What the task requires:
Check each line of the data, and copy those where "notice" appears.

Data supplied:
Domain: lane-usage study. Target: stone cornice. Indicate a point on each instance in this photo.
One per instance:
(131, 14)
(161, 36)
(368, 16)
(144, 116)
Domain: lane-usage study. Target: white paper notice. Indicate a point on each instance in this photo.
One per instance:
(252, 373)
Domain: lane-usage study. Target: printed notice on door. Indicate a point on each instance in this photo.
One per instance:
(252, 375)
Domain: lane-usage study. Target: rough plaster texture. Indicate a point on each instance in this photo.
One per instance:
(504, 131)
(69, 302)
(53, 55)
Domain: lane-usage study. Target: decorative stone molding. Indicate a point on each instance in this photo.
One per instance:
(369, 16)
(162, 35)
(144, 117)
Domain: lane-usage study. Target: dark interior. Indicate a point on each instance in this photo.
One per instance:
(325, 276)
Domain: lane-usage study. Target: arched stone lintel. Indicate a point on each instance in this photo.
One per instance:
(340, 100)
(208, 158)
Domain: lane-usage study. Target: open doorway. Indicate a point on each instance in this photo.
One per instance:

--

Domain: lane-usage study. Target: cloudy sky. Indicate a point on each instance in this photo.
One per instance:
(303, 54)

==

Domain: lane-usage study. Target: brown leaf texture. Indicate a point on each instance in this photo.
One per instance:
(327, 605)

Task response:
Domain: lane-usage study. Target: white paper notice. Indicate a point on each instance in this photo.
Domain: lane-usage study. Target: printed notice on door. Indicate a point on each instance in this photo.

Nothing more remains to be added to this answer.